▶ [WORK INSTRUCTIONS]: Change every occurrence of "a comma and a space" in the records below to "a semicolon and a space", and keep every other part of the lines the same.

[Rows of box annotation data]
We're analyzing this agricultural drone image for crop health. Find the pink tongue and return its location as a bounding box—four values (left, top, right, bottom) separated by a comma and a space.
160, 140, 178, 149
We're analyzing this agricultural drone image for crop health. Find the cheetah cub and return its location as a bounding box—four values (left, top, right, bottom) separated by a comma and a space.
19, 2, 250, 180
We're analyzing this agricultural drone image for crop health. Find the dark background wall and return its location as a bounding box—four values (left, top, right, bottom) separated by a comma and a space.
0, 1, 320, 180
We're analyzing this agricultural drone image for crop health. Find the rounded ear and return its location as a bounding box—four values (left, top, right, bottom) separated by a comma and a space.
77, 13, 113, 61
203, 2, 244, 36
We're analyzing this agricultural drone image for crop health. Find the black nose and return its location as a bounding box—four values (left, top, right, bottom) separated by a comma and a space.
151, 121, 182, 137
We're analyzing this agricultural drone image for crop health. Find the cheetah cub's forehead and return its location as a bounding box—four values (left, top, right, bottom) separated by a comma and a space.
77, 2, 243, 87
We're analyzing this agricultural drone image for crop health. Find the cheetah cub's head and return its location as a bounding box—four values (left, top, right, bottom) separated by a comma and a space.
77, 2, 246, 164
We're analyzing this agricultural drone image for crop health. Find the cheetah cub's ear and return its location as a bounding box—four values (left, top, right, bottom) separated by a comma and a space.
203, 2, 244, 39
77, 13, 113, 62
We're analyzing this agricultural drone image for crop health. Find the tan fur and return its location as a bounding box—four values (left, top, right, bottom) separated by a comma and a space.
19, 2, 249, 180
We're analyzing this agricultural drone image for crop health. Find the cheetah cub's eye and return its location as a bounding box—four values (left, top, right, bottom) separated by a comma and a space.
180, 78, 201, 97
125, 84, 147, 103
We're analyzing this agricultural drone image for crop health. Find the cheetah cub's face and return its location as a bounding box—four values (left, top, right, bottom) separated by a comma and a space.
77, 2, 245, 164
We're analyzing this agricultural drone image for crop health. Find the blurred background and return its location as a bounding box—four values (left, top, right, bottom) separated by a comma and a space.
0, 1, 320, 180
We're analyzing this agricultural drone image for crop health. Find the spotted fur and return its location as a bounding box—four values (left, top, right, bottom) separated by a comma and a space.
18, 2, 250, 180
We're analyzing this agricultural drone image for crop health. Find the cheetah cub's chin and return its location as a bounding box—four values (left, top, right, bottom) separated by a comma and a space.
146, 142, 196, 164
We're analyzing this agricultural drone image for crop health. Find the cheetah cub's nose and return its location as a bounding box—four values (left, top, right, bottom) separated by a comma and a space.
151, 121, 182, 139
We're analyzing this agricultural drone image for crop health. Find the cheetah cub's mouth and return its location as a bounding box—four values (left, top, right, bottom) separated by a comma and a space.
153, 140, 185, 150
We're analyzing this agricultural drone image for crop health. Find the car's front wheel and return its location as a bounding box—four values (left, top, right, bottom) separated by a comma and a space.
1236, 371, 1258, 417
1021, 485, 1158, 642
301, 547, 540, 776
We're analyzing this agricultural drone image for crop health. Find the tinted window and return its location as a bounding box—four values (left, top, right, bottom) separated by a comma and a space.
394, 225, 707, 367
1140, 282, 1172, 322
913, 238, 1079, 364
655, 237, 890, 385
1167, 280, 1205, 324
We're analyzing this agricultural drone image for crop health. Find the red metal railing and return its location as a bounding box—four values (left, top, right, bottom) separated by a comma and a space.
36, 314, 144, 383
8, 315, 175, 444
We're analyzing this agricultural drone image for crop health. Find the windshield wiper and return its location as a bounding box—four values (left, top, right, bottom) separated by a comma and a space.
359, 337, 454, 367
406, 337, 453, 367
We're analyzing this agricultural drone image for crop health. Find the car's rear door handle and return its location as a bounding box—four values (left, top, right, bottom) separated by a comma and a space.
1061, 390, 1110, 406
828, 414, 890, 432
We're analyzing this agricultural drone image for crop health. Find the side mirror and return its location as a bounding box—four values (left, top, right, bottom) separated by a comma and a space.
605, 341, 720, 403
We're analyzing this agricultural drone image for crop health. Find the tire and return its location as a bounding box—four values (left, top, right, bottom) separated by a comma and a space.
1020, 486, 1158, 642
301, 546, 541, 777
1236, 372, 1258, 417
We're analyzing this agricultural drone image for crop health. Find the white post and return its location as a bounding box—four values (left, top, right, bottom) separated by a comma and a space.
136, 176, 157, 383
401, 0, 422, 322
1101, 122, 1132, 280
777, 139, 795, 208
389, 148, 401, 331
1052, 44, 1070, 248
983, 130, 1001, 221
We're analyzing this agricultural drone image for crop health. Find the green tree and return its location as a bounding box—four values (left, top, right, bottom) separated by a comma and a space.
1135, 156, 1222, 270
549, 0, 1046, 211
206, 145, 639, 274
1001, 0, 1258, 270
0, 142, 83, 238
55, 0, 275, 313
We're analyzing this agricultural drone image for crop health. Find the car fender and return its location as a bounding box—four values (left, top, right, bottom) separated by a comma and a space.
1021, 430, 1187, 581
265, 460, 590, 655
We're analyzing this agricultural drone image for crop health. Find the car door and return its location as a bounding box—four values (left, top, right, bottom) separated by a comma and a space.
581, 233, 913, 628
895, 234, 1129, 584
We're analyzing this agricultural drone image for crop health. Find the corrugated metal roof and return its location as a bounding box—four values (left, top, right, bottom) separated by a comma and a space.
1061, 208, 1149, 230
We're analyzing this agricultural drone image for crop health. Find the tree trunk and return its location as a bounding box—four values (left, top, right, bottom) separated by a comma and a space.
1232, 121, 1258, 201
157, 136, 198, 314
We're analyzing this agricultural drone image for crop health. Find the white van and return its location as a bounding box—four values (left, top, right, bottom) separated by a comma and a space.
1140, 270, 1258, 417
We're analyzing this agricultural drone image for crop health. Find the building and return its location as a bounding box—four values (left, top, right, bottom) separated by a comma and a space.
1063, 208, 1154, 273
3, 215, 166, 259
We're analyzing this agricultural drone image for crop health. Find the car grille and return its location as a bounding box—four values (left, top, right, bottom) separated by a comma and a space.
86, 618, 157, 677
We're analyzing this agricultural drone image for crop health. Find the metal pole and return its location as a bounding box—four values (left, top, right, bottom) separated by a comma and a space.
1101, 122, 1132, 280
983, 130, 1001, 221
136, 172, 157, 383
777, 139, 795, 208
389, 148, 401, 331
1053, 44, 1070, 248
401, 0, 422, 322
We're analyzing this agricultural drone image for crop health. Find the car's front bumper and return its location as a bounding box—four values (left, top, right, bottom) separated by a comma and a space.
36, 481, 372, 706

▶ [EXERCISE ANSWER]:
We're analyzing this agricultural drone image for crop health. Find the pink tongue and return its location as a bounding box—four values (left, top, right, bottom) separated by a semicolon and a space.
160, 140, 178, 149
We're analyzing this agricultural drone image for crop health. Find the cheetah cub and return its location as a bounding box—four values (left, top, right, bottom) separated by a semicolon and a space.
19, 2, 250, 180
We're analyzing this agricultural drone image for crop health. Find the dark background wall and return its location as a bounding box—four values (left, top, right, bottom) separated by a semicolon and a space.
0, 1, 320, 180
We're analyzing this agricultural drone image for crop health. Find the rounded ear and return its location as a bounding box—four values (left, top, right, bottom) separated by a semicolon and a space.
77, 13, 113, 61
203, 2, 244, 36
We're analyzing this agricultural drone image for crop health. Find the black nose and return its location as a bounding box—four values (left, top, right, bottom) separated by a semicolon and a space.
151, 121, 182, 137
We're analyzing this agricultural drone image for crop health. Find the cheetah cub's forehead and return its location as a bounding box—four values (left, top, right, bottom) separated by a semicolon and a space.
77, 2, 243, 87
We're analyzing this agricultural drone image for crop health. Find the cheetah cub's head and return its location as a bounding box—four values (left, top, right, bottom) separated by a semicolon and a space.
77, 2, 246, 164
We're analyzing this agricultural drone image for crop health. Find the cheetah cub's ear and return its location as a bounding box—four values (left, top, right, bottom) separated by a semicolon and a space.
203, 2, 244, 39
77, 13, 113, 62
We're analyzing this agricultural drone image for crop health. Find the tan fur and return its location as a bounding box—four values (left, top, right, bottom) separated by a semicolon and a space.
19, 2, 249, 180
We're analyzing this agricultural drone image for crop health. Find the cheetah cub's eye and return its location as a bounding box—four values (left, top, right, bottom) separated by a semicolon and a space.
180, 78, 201, 97
125, 84, 147, 103
We're analyzing this agricultural drone image for crop health. Find the cheetah cub's face and return its location as a bounding box—four values (left, top, right, bottom) separated by a semicolon and a space.
77, 2, 245, 164
We're analyzing this agricultural drone image for crop health. Find the blurred background and return its location as a bounding box—four values (left, top, right, bottom) separated by a semicolon and a space.
0, 1, 320, 180
We're analyzing this agricultural drone image for crop health. Find the spotted fur and return its location as a bounding box—four values (left, top, right, bottom) separated by a semicolon and a space.
18, 2, 250, 180
We're analyzing this agricultural drone image for crop health. Find the cheetah cub's chin and return its location as a bounding box—four values (left, top, right, bottom) separated by a semicolon and a space.
146, 142, 196, 164
We're analyzing this agricultural drone image for crop health. Find the cheetah cub's nose and return its location as a bounding box—four values (left, top, right, bottom) separated by a semicolon and a space.
151, 121, 182, 139
We're analyzing this agricultural drone image for crop health. Find the cheetah cub's mouth and return its location as a bounding box—four values (left, top, right, bottom) separated by a semicolon and a space.
153, 140, 185, 150
We're analyzing this agricultural drone image for crop health. Find the car's front wheel and return its location as a bounding box—four values (left, top, right, bottom) separated by a semicolon and a space.
1236, 371, 1258, 417
1021, 485, 1158, 642
301, 547, 540, 776
We're analyzing this agricultural drone image for crop health. Find the tinted window and return its location as a bounding box—four values (left, top, right, bottom) separated by a semicolon and a space.
394, 225, 707, 367
1140, 282, 1172, 322
913, 238, 1079, 364
655, 237, 890, 385
1167, 280, 1205, 324
We're analyzing this agricultural drone image for crop health. Find the red metal railing and return its location as a bounding box—four values (left, top, right, bottom) separated by a semicolon and a space.
36, 314, 144, 383
8, 315, 175, 444
We're analyzing this agricultural drone image for crop health. Find the windshield wiper and return its location as a bounding box—four values (left, top, right, bottom) separated by a semicolon and a space.
359, 337, 454, 367
406, 337, 453, 367
We're analyzing this agricultural drone image for crop health. Find the car's rear door handle and return its location as a bounding box—four values (left, top, right, bottom) separated by a semicolon and a space.
1061, 390, 1110, 406
828, 414, 890, 432
We're analyzing this agricultural drone image for crop health. Find the side mirror and return its location as a bounding box—four values (left, top, right, bottom) separated by a semicolon and a space.
605, 341, 720, 403
We're analyzing this agricultural drone image for crop health. Find the tire and return its location as a bounding box—four values (left, top, right, bottom) separated by a semicolon and a space.
1020, 486, 1158, 642
301, 546, 541, 777
1236, 372, 1258, 417
We're analyzing this agricultural drone image for crop health. Find the white post and return its location as a bounding box—four values (left, top, right, bottom) separated by a semicolon and a space.
136, 176, 157, 383
401, 0, 422, 322
1101, 122, 1132, 280
777, 139, 795, 208
389, 148, 401, 331
1052, 44, 1070, 248
983, 130, 1001, 221
We're analyzing this agricultural drone image for crop health. Find the green tree and return its location as a bounding box—four values (left, top, right, bottom) separated by a semicolon and a space.
1135, 156, 1222, 270
549, 0, 1046, 211
206, 145, 639, 274
1001, 0, 1258, 270
0, 142, 83, 238
55, 0, 275, 313
We're analyzing this agricultural drone image for crop health. Find the car fender and return its location as a bounding box—four values (left, top, right, bottom) separated by a semicolon and a space.
1021, 430, 1187, 581
265, 460, 590, 655
We're analyzing this agricultural drone image for crop health. Find the car door and return its location as a bounding box—four values (left, top, right, bottom) separated by a semicolon and a space.
581, 233, 913, 628
895, 234, 1129, 584
We're analyzing this agricultural drone image for crop health. Find the corrugated metal roof and return its location as a bounding box—four values (left, top, right, bottom) separated by a semicolon and a space.
1061, 208, 1149, 230
We're analyzing this agricultural drone image for crop health. Find the tree trunk and return its location as a bounding box—four values (left, top, right, bottom) separated by a semicolon and a space.
1232, 121, 1258, 201
157, 136, 198, 314
We're analyzing this agricultural drone image for crop health. Find the white van and return its location as a bounding box—four values (left, top, right, bottom) separated by a semicolon and a space.
1140, 270, 1258, 417
We're analyzing this agricultural drone image for crop health. Find the building and return its location as a bounding box—four values (left, top, right, bottom) separated by a semicolon and a space.
1063, 208, 1154, 273
3, 215, 166, 259
We're analyzing this agricultural drone image for crop health. Find the car grille and return its location as a bounding box—four values (left, top, right, bottom) separated by a semicolon and a space.
86, 618, 157, 677
We're analyzing this agricultural drone image for crop health. Find the metal pole and return its location as a bounding box—four values (left, top, right, bottom) separated by a semicolon and a space.
1101, 122, 1132, 280
983, 130, 1001, 221
136, 172, 157, 383
777, 139, 795, 208
389, 148, 401, 331
1053, 44, 1070, 248
401, 0, 422, 322
We're analyzing this agricultural drone image for crop health. Find the car's front bumper and return its location as a bounding box—four values (left, top, right, bottom) separated by a semicolon and a space.
36, 481, 372, 706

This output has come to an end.